In a vote doomed to fail, Democrats in the U.S. Senate proved unable to protect abortion rights for women. Superficially, the bill aimed to make the legality of abortion law. The endgame, however, was to get all Senators on record about their views on abortion, making it a contentious issue in the upcoming midterm elections.

Advocates agree that accountability is important, but they say that’s the long political play; what’s at stake now is a woman’s right to her own body.

U.S. Vice President Kamala Harris called the vote a failure “to defend a woman’s right make decisions about her own body," despite the majority of Americans believing in a woman’s right to chose. She took the opportunity to remind voters to elect pro-choice leaders.

As politicians wrangle for power, the struggle is real for millions of women across the U.S., especially the poor. Roe v. Wade is the legal case from 1972, in which the Supreme Court protected a woman’s liberty to have an abortion without government restriction. Despite being the backbone of American democracy for the last 50 years, a leaked draft from the Supreme Court now calls that decision egregiously wrong from the start. The top court looks set to strike it down as early as June, despite 70 per cent of Americans supporting abortion

For Tammi Kromenaker, director at Red River Women’s Clinic – it means moving to another state. Kromenaker runs the only abortion clinic in the Dakotas. If Roe v. Wade is struck down, “it is up to the Attorney General of North Dakota to basically declare abortion illegal, and then we'd have 30 days to close up shop and lights out,” she says.

---

*Task 1:*
In the abortion rights article, who runs the only abortion clinic in the Dakotas?
*Task 2:*
Write the next paragraph of the abortion rights article, picking up after its last sentence.

---

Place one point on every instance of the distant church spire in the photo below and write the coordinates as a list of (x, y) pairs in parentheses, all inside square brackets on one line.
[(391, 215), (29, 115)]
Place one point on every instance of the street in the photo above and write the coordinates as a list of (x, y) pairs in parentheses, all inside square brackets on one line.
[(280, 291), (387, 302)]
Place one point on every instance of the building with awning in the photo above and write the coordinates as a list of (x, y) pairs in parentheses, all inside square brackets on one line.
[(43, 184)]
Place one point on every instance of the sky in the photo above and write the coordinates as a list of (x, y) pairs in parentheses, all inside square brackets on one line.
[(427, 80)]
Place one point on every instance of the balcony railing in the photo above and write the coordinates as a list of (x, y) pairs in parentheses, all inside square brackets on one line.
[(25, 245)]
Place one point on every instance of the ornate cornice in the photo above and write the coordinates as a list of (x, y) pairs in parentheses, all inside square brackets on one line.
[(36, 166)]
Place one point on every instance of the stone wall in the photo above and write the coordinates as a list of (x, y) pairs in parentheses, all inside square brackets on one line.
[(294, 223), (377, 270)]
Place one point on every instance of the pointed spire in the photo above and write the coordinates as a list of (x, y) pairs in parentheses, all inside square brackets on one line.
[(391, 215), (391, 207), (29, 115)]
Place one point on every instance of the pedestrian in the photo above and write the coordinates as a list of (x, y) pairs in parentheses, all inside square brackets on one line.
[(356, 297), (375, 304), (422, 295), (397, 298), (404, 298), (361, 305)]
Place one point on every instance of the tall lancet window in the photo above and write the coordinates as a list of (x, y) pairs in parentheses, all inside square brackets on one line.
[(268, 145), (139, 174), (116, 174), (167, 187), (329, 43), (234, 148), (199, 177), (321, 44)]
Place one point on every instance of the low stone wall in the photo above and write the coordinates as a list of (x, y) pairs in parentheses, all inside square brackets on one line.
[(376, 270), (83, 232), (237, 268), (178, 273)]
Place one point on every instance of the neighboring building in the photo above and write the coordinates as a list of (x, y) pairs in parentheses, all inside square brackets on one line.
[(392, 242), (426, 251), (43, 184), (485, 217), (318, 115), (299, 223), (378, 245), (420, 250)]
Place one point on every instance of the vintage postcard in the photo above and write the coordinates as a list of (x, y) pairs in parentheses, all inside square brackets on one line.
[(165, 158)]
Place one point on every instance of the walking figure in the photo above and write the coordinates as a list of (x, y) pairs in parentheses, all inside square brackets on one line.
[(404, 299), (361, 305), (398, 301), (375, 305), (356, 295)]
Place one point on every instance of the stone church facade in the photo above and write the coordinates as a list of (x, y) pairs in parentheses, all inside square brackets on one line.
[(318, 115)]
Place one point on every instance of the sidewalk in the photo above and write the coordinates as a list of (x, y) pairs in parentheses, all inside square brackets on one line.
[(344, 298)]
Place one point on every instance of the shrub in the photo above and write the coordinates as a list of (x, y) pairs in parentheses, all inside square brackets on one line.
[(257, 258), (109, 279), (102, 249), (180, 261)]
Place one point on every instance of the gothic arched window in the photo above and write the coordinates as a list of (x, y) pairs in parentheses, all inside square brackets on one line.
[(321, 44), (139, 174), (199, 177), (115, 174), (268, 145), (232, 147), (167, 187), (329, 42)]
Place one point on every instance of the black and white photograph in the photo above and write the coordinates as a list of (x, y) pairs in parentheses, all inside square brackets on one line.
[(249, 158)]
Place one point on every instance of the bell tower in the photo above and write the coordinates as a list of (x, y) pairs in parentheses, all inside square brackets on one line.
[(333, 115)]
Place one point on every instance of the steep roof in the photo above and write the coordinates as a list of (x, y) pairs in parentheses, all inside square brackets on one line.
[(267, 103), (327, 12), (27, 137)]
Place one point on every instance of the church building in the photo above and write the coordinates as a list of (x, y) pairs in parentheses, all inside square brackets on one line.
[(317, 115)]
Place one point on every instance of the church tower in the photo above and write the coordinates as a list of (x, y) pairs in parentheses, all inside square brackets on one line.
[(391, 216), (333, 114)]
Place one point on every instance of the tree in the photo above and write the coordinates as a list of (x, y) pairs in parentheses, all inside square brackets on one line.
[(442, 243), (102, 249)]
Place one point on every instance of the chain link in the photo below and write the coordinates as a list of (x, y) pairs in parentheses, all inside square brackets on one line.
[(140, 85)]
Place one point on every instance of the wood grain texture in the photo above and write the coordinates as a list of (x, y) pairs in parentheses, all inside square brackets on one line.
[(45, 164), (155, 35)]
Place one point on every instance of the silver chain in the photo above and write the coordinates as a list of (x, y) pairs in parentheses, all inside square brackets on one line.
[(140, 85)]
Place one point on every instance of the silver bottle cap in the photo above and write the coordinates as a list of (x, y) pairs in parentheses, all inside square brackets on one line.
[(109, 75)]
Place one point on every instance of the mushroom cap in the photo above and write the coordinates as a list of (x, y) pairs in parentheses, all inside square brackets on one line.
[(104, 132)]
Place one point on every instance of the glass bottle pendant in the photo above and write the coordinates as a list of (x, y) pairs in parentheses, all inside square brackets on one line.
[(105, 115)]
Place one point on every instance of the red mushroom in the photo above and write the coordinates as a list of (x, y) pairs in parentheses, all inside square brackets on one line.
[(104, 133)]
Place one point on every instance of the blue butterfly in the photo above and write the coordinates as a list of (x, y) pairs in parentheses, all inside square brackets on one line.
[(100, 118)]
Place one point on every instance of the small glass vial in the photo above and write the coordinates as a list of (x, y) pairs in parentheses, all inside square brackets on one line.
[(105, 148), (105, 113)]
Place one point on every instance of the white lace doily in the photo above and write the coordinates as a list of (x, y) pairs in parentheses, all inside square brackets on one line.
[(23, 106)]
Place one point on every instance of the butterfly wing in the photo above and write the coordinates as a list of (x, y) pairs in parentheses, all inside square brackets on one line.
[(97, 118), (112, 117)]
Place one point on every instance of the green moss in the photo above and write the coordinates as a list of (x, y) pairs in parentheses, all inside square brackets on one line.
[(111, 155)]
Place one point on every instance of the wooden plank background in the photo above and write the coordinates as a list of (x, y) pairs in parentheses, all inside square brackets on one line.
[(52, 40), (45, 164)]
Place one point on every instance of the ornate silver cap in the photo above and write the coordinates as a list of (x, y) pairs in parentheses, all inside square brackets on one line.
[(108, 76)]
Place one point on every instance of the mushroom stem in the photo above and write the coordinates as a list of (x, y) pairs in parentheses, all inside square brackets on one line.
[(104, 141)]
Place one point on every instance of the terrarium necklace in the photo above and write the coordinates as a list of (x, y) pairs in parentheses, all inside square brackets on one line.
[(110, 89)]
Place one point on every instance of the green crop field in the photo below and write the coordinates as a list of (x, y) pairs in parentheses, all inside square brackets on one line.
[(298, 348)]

---

*Answer 1:*
Tammi Kromenaker, director at Red River Women's Clinic.

*Answer 2:*
What would result is a mishmash of access and rights across the country, with women in more than half the states unable to get an abortion. Those who can afford it would have to cross state lines to do so.

Kromenaker says the larger fear, however, is an assault on human rights, which she believes is already underway. Citing the  “Don’t say gay” bill in Florida that forbids instruction on sexual orientation and gender identity for younger kids, Kromenaker says “they're coming for our human rights, and they're going to chip away at it.” She believes overturning abortion rights is just a salvo in a “long campaign to regulate people’s bodies,” one that raises the question of the sanctity of birth control.

Abortion rights supporter Chelsea White calls this a war on women’s rights that had previously “been fought and won by mothers, grandmothers and grandfathers.” She warns this could lead to back-alley abortions. “It’s never going to go away,” she says. “All they’re doing now is sacrificing women’s health.”